#### Work instruction
Print every record word for word.

Natural language region descriptions:
-*-*-
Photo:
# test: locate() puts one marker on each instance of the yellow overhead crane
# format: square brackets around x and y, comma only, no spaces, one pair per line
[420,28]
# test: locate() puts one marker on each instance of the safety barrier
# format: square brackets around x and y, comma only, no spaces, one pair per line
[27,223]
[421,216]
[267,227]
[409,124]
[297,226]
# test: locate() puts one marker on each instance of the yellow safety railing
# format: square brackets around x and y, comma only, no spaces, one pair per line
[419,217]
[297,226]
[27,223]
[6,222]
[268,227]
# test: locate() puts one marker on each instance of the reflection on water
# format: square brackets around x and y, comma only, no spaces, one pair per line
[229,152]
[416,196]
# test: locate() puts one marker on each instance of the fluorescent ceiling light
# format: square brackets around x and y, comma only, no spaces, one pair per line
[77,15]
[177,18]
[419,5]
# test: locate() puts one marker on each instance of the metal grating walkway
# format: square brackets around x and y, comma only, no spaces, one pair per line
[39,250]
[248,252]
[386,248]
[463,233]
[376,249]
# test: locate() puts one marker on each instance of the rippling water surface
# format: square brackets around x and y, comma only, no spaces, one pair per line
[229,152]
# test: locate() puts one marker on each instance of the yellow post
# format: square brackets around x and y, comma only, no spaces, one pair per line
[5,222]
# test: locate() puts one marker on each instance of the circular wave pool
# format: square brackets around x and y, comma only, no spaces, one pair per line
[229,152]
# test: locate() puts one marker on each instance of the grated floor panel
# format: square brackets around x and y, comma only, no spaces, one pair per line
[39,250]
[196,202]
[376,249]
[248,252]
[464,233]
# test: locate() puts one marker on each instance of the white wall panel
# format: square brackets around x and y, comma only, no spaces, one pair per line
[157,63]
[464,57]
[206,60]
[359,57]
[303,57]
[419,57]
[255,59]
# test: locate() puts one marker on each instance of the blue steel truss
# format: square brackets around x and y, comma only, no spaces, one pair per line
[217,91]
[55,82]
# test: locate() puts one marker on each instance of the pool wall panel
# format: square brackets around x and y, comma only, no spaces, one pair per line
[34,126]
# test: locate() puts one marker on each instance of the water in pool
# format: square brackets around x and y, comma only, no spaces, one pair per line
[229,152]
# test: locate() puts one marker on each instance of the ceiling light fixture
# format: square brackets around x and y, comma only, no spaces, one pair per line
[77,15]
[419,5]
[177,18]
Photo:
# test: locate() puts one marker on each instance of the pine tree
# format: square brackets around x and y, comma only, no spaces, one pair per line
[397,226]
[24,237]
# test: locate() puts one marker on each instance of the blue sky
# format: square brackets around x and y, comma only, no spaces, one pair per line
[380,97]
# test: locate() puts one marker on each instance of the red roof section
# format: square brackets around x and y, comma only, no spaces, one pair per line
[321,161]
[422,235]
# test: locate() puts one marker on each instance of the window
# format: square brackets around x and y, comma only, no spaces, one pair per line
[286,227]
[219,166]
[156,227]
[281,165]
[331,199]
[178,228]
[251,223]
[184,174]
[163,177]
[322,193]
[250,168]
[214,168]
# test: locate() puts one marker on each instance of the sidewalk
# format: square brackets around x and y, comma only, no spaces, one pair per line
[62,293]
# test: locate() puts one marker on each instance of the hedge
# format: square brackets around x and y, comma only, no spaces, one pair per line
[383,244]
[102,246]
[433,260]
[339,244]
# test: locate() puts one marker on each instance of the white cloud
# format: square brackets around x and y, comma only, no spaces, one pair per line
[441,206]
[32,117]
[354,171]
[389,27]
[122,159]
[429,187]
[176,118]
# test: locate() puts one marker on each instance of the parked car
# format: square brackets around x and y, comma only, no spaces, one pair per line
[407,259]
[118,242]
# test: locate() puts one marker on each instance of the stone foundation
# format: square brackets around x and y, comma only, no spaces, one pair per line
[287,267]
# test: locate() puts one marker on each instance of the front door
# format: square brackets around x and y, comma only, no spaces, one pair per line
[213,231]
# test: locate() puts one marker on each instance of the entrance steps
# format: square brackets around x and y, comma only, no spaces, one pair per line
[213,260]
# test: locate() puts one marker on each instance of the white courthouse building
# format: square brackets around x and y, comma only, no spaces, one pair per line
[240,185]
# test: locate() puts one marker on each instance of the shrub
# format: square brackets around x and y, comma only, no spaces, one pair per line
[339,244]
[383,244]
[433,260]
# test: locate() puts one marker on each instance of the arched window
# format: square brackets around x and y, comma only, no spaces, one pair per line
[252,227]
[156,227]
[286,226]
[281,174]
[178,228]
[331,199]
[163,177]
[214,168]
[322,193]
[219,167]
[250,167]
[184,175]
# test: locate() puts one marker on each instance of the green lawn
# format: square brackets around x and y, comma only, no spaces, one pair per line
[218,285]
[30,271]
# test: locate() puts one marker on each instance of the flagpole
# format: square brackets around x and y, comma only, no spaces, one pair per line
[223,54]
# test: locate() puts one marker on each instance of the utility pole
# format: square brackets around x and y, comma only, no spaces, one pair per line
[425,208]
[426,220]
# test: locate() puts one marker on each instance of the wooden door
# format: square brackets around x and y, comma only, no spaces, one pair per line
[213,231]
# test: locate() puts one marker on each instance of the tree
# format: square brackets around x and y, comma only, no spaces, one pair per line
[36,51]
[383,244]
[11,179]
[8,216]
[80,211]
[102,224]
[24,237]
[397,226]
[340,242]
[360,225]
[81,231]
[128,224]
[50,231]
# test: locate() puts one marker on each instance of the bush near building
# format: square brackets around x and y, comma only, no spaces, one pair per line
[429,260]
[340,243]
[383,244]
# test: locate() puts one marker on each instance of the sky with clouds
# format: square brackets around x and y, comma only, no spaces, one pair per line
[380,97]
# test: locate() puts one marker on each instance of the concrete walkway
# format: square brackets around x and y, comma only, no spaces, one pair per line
-*-*-
#### Output of the exercise
Photo:
# test: locate() puts one marker on each instance of the yellow overhead crane
# format: square brackets around x and y, comma only, no spaces, one pair per line
[420,28]
# test: locate() puts one marker on each instance of the safety barrier
# format: square brackets around x and y, comma only, no spaces, one pair per line
[27,223]
[421,216]
[267,227]
[409,124]
[297,226]
# test: locate() puts one marker on each instance of the yellow safety railing
# format: square brackets around x and y, comma only, no spaces, one pair per line
[419,217]
[297,226]
[27,223]
[6,222]
[268,227]
# test: locate() puts one marker on each instance of the reflection on water
# format: square brackets around x and y, comma only, no spaces, one pair per line
[229,152]
[416,196]
# test: locate() puts one marker on each instance of the fluorescent ceiling light
# format: square brackets around x and y, comma only, no spaces, one pair per line
[77,15]
[177,18]
[419,5]
# test: locate() puts one marker on each instance of the metal grating walkway
# format: square brackets around x and y, comma only, no spaces, one pair per line
[39,250]
[248,252]
[386,248]
[463,233]
[376,249]
# test: locate() puts one marker on each instance of the rippling water surface
# format: square brackets around x and y, comma only, no spaces, one pair per line
[229,152]
# test: locate() puts one marker on each instance of the yellow post
# format: square brackets around x and y, comma only, no spaces, one pair per line
[5,222]
# test: locate() puts one marker on each instance of the circular wave pool
# format: square brackets around x and y, comma only, no spaces, one pair per line
[229,152]
# test: locate() puts one marker on each instance of the grated floor panel
# format: square brackets around x and y, comma only, no spaces, one pair per line
[39,250]
[196,202]
[376,249]
[248,252]
[464,233]
# test: locate() puts one marker on each instance of the white wall panel
# format: square brackets around x and y, comma only, no spaces, one pair per line
[157,63]
[464,57]
[206,60]
[359,57]
[303,57]
[419,57]
[255,59]
# test: locate() puts one marker on each instance of the blue steel truss
# format: square brackets around x and y, comma only, no spaces, one pair per line
[217,91]
[55,82]
# test: locate() puts one marker on each instance of the pool wall panel
# format: square brackets around x and y, comma only, no spaces, one pair per line
[34,126]
# test: locate() puts one marker on each instance of the water in pool
# format: square brackets around x and y, comma only, no spaces, one pair per line
[229,152]
# test: locate() puts one marker on each instance of the ceiling light fixture
# format: square brackets around x and y, comma only, no spaces, one pair per line
[77,15]
[419,5]
[177,18]
Photo:
# test: locate() puts one marker on each instance of the pine tree
# format: square brackets around x and y, comma only, no spaces, one pair per line
[397,226]
[24,237]
# test: locate() puts one marker on each instance of the blue sky
# format: square brackets around x and y, comma only, no spaces, one pair per line
[380,97]
# test: locate() puts one marker on each instance of the red roof section
# format: square brackets around x and y, comma only, no spaces, one pair per line
[321,161]
[422,235]
# test: locate() puts one marker on each instance of the window
# format: square brackets around x and y, comma only, no spaces, one pair per line
[286,227]
[219,166]
[156,227]
[281,165]
[331,199]
[178,228]
[251,223]
[184,174]
[163,177]
[322,193]
[250,168]
[214,168]
# test: locate() puts one marker on each instance of the sidewalk
# format: square brackets around x and y, comma only, no spaces, one pair per line
[62,293]
# test: locate() puts one marker on each instance of the hedge
# format: square brackets around x and y, comma only, no spaces, one pair per line
[383,244]
[102,246]
[433,260]
[339,244]
# test: locate() puts one marker on each instance of the white cloud
# format: square brackets around x and y, comma only, no spaces, one pair per line
[441,206]
[32,117]
[354,171]
[389,27]
[122,159]
[429,187]
[176,118]
# test: locate() puts one marker on each instance of the parked car
# format: square brackets around x and y, comma only, no spaces, one pair per line
[407,259]
[118,242]
# test: locate() puts one marker on each instance of the stone foundation
# format: square brackets around x and y, comma only, no spaces, one pair per line
[287,267]
# test: locate() puts one marker on each instance of the front door
# format: square brackets around x and y, comma only, no spaces, one pair per line
[213,231]
# test: locate() puts one marker on each instance of the entrance steps
# format: square brackets around x and y, comma only, no spaces, one pair per line
[213,260]
# test: locate() puts one marker on each instance of the white courthouse building
# format: square brackets around x and y, comma only, no spaces, one pair per line
[240,185]
# test: locate() puts one marker on each instance of the shrub
# format: square brackets around x and y, comma only, no spaces, one pair per line
[339,244]
[383,244]
[433,260]
# test: locate() puts one marker on each instance of the arched window
# format: square brackets around x and y, comma only, no spaces, one pair per line
[252,227]
[156,227]
[286,226]
[281,174]
[178,228]
[331,199]
[163,177]
[214,168]
[322,193]
[219,167]
[250,167]
[184,175]
# test: locate() puts one marker on each instance of the green lawn
# format: square brackets around x and y, comma only, no spaces, one pair per line
[218,285]
[30,271]
# test: locate() puts one marker on each instance of the flagpole
# format: square brackets around x and y, comma only, no spaces, one pair per line
[223,54]
# test: locate() puts one marker on each instance of the utility pole
# format: square brackets around x and y, comma only, no spaces, one pair per line
[425,208]
[426,220]
# test: locate() puts one marker on each instance of the wooden door
# format: square brackets around x and y, comma only, no spaces, one pair per line
[213,231]
# test: locate() puts one marker on each instance of the tree
# format: square brackets around x and y, comma only, no spaces, one pair per line
[36,51]
[383,244]
[11,179]
[8,216]
[80,211]
[102,224]
[24,237]
[397,226]
[340,242]
[360,225]
[81,231]
[128,224]
[50,231]
# test: locate() puts one marker on each instance of the bush near building
# format: square brackets around x and y, comma only, no spaces, one pair per line
[429,260]
[340,243]
[383,244]
# test: locate() puts one marker on each instance of the sky with clouds
# format: square brackets around x and y, comma only, no spaces, one pair per line
[380,97]
# test: locate() puts one marker on each instance of the concrete walkway
# format: square brackets around x and y, comma only, no spaces, one pair per line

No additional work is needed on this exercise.